What needs to be done:
Quote the full listing word for word.

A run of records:
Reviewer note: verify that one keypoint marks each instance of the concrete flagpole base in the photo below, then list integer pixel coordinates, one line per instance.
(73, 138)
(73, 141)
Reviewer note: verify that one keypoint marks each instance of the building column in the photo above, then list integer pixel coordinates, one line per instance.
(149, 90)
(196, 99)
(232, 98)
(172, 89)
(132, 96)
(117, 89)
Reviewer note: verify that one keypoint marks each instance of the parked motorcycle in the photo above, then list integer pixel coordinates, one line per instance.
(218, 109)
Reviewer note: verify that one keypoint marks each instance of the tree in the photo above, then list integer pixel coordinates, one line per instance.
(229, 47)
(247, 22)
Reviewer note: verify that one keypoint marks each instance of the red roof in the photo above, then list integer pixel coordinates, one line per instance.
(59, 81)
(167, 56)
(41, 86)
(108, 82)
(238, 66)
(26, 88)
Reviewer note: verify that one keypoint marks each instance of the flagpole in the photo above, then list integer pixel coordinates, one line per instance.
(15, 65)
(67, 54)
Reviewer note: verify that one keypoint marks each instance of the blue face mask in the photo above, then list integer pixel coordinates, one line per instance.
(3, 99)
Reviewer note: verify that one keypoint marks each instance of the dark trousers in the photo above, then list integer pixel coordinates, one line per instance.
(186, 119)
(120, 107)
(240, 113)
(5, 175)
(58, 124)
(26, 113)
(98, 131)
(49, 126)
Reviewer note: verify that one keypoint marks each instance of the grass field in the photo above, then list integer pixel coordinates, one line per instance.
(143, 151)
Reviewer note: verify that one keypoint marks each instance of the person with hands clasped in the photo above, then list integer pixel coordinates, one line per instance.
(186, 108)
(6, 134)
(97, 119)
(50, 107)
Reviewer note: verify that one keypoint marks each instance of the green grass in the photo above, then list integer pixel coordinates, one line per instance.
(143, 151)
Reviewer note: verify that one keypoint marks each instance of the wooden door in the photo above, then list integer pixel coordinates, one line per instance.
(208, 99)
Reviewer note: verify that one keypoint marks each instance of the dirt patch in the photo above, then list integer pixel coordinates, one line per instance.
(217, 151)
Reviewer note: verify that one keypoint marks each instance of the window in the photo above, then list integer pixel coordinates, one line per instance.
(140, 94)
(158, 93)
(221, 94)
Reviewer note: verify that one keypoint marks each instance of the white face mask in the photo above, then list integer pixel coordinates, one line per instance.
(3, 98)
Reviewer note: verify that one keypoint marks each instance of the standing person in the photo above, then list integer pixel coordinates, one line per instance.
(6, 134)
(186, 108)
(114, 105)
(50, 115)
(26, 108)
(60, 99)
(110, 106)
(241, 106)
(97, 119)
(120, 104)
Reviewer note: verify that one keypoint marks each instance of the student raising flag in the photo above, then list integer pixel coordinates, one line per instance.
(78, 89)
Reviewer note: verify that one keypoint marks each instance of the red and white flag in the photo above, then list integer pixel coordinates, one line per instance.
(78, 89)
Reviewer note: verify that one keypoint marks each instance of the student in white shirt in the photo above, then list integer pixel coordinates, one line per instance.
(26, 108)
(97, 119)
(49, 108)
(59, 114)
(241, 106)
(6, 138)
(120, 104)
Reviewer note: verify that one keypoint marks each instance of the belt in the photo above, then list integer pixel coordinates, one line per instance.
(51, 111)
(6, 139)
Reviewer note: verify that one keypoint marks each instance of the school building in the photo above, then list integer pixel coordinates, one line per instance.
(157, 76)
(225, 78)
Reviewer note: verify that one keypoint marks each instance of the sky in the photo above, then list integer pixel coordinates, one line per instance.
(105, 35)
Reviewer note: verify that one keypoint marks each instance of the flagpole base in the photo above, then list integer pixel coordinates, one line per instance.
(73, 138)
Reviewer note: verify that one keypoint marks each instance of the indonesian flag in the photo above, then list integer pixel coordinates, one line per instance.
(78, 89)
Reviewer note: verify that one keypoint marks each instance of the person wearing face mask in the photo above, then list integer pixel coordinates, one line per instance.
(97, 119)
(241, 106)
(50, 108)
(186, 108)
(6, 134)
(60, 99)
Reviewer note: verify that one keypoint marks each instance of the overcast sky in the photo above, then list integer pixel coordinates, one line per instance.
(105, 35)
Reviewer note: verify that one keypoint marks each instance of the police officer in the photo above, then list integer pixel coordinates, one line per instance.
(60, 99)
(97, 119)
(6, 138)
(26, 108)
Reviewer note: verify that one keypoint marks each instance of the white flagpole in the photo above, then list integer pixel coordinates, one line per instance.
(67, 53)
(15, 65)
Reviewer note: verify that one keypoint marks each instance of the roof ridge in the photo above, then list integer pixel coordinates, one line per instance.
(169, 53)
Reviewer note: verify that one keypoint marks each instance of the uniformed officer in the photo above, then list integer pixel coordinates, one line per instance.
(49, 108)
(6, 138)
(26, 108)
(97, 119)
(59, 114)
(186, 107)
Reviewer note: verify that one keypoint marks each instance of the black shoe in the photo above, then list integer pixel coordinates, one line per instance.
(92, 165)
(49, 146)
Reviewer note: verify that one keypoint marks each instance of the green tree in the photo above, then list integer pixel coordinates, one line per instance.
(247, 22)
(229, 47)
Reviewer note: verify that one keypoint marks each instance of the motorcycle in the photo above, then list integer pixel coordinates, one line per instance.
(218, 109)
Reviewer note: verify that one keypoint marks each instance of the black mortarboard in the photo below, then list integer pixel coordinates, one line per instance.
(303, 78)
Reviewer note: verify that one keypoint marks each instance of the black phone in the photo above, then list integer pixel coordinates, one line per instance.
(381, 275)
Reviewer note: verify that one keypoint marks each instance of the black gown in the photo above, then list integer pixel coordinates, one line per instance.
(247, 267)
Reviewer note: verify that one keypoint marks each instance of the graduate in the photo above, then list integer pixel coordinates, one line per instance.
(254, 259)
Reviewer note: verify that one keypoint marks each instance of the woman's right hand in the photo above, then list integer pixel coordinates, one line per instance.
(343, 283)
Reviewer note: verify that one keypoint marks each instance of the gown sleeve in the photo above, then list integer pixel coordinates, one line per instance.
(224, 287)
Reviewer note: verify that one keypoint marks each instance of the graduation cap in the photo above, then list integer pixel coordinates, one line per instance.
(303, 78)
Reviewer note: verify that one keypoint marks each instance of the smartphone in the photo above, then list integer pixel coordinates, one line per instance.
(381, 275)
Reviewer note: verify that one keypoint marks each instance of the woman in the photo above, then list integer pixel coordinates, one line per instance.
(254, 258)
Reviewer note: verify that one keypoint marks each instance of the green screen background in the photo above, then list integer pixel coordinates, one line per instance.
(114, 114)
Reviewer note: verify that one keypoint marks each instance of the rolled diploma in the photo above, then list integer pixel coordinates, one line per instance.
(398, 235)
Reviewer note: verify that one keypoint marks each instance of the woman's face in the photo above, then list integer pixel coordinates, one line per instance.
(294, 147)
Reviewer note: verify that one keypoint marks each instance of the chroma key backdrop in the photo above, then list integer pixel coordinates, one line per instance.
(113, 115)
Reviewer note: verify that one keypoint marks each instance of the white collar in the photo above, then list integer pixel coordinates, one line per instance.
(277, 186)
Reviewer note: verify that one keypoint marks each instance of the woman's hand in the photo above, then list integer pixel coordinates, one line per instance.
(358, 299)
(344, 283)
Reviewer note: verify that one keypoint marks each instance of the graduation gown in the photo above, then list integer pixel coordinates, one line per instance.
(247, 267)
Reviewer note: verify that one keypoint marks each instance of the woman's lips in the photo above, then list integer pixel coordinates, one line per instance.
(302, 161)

Result of the task:
Reviewer note: verify that one keypoint marks each instance of the concrete flagpole base in the photo below, then list integer pixel coordinates, one line per instance.
(73, 138)
(73, 141)
Reviewer note: verify that one keypoint marks each instance of the building column in the photo above, then list integer pixel coordinates, one line per instance.
(149, 90)
(196, 99)
(232, 98)
(172, 89)
(132, 96)
(117, 89)
Reviewer note: verify that one keypoint marks each instance of the parked motorcycle in the photo above, then list integer pixel coordinates, one line per instance.
(218, 109)
Reviewer note: verify that one keypoint marks each instance of the tree in the photo above, then list integer pixel coordinates, one line per instance.
(229, 47)
(247, 22)
Reviewer note: verify that one keypoint marks each instance of the red roof in the photo above, then list integer pixel coordinates, one line per instance.
(59, 81)
(167, 56)
(41, 86)
(108, 82)
(238, 66)
(26, 88)
Reviewer note: verify that one keypoint marks each instance of the flagpole in the photo above, then list integer pixel coordinates, one line per instance.
(15, 65)
(67, 54)
Reviewer note: verify that one keypoint marks each instance of the blue face mask in the photo above, then list integer pixel coordinates, one line per instance.
(3, 99)
Reviewer note: verify that one keypoint marks each instance of the dark trousers in the photo above, then list integer pixel coordinates, one line per instance.
(186, 119)
(120, 107)
(240, 113)
(5, 175)
(58, 124)
(26, 113)
(98, 131)
(49, 126)
Reviewer note: verify that one keypoint marks each instance of the grass field in the photo above, then list integer pixel coordinates, one line per instance.
(143, 151)
Reviewer note: verify that one keypoint marks each instance of the person with hands clasped in the photo above, then list integer pixel coordinates, one line per instance.
(186, 108)
(6, 134)
(97, 119)
(50, 107)
Reviewer note: verify that one keypoint marks each instance of the green grass in the photo above, then list integer pixel coordinates, one line per instance.
(143, 151)
Reviewer note: verify that one keypoint marks each instance of the wooden door in the photo above, then list integer pixel coordinates, one line per instance.
(208, 99)
Reviewer note: verify that one keypoint marks each instance of the dirt patch in the photo above, then list integer pixel coordinates, one line per instance.
(217, 151)
Reviewer note: verify that one keypoint marks each instance of the window in the photo above, then list integer pixel coordinates, one line per instance.
(140, 94)
(158, 93)
(221, 94)
Reviewer note: verify that one keypoint marks each instance of the white face mask in the photo above, then list integer pixel coordinates, one line per instance.
(3, 98)
Reviewer note: verify that one keypoint marks each instance of the standing person in the photo above, then list integer pixel coordinates, one line per instance.
(6, 134)
(186, 108)
(114, 105)
(50, 115)
(26, 108)
(60, 99)
(110, 106)
(241, 106)
(97, 119)
(120, 104)
Reviewer note: verify that one keypoint marks each instance of the student raising flag in the photo above, then list integer pixel coordinates, one line per instance.
(78, 89)
Reviewer note: verify that one keypoint marks each instance of the red and white flag in the photo above, then list integer pixel coordinates, one line per instance.
(78, 89)
Reviewer note: verify that one keypoint marks each instance of the student in white shirt in the photo above, then list integer pixel coordinates, one line per instance.
(26, 108)
(97, 119)
(49, 108)
(59, 114)
(241, 106)
(6, 138)
(120, 104)
Reviewer note: verify that one keypoint marks each instance of the belt in the photo above, then list integer pixel coordinates, one line per instance.
(51, 111)
(6, 139)
Reviewer note: verify that one keypoint marks each instance of the school building in the photo above, then list integer pixel coordinates, one line per instance.
(157, 76)
(225, 78)
Reviewer note: verify that one keypoint marks each instance of the sky in the photo above, then list integer pixel coordinates, one line per instance.
(105, 35)
Reviewer note: verify that one keypoint marks each instance of the flagpole base in the photo above, then list integer pixel coordinates, one line per instance.
(73, 138)
Reviewer note: verify that one keypoint marks each instance of the indonesian flag in the photo above, then list integer pixel coordinates, one line per instance.
(78, 89)
Reviewer note: verify that one keypoint marks each instance of the person wearing face mask in the photo above, then list integer pixel coordinates, one line per instance.
(97, 119)
(241, 106)
(50, 108)
(186, 108)
(6, 134)
(60, 99)
Reviewer note: verify that one keypoint marks each instance of the overcast sky in the photo above, then list integer pixel coordinates, one line per instance.
(105, 35)
Reviewer note: verify that one keypoint marks each instance of the police officer in the photo above, then list integer pixel coordinates, one line per instance.
(60, 99)
(97, 119)
(6, 138)
(26, 108)
Reviewer note: verify that one keypoint marks each instance of the white flagpole in the photo above, then list integer pixel coordinates, one line per instance.
(67, 53)
(15, 65)
Reviewer note: verify that one keypoint marks each instance of the roof ridge in the photo above, then list integer pixel coordinates, one line per instance.
(169, 53)
Reviewer note: verify that one keypoint marks each instance of the uniformed officer in the photo above, then list integer pixel coordinates, one line per instance.
(49, 108)
(6, 138)
(26, 108)
(97, 119)
(59, 114)
(186, 107)
Reviewer note: verify that one keypoint marks each instance of the black shoe in the photo above, then list integer pixel coordinates, one line per instance.
(92, 165)
(49, 146)
Reviewer note: verify that one keypoint marks each instance of the green tree in the photo above, then list integer pixel coordinates, one line per instance.
(247, 22)
(229, 47)
Reviewer note: verify that one keypoint marks each instance of the motorcycle in the photo above, then list integer pixel coordinates, one line per instance.
(218, 109)
Reviewer note: verify that one keypoint marks each instance of the black mortarboard in the photo below, then list integer pixel coordinates, one line per instance.
(303, 78)
Reviewer note: verify that one keypoint marks each instance of the black phone in the photo above, then list integer pixel coordinates, one line per instance.
(381, 275)
Reviewer note: verify that one keypoint marks each instance of the black gown in the photo above, then list integer pixel coordinates, one line per instance.
(247, 267)
Reviewer note: verify that one keypoint marks each instance of the graduate in the photo above, then list integer pixel coordinates, one line per instance.
(254, 259)
Reviewer note: verify that one keypoint marks each instance of the woman's right hand in the photo above, then list integer pixel coordinates, one line per instance.
(343, 283)
Reviewer note: verify that one keypoint marks each instance of the gown sleeve in the photo above, then list integer pixel coordinates, one line per instance.
(224, 287)
Reviewer note: verify that one keypoint marks each instance of the graduation cap in the photo above, then list integer pixel coordinates, one line per instance.
(303, 78)
Reviewer note: verify that one keypoint marks each instance of the smartphone in the photo above, then list integer pixel coordinates, one line per instance.
(381, 275)
Reviewer note: verify that one keypoint marks each instance of the woman in the photo above, then list integer pixel coordinates, one line per instance.
(254, 258)
Reviewer note: verify that one keypoint marks each instance of the green screen background in the photo above, then list integer pixel coordinates, one line per instance.
(114, 114)
Reviewer note: verify that one keypoint marks each instance of the rolled diploma in the photo above, then list integer pixel coordinates, one line per instance.
(398, 235)
Reviewer note: verify that one keypoint marks each instance of the woman's face in the photo above, then list integer pixel coordinates, one line per instance.
(294, 147)
Reviewer note: verify that one keypoint marks each instance of the chroma key backdrop in the photo above, then list integer pixel coordinates, one line per instance.
(113, 115)
Reviewer note: verify that one keypoint marks each instance of the white collar in the photo above, then list integer pixel coordinates, one line per instance.
(277, 186)
Reviewer note: verify that one keypoint marks each instance of the woman's hand in the photo above, then list integer pixel coordinates, one line per instance.
(358, 299)
(344, 283)
Reviewer note: verify that one keypoint marks each instance of the graduation gown in the photo above, then list integer pixel coordinates, one line per instance.
(247, 267)
Reviewer note: verify that one keypoint marks each instance of the woman's lips in the photo above, then list integer pixel coordinates, one line per instance.
(302, 161)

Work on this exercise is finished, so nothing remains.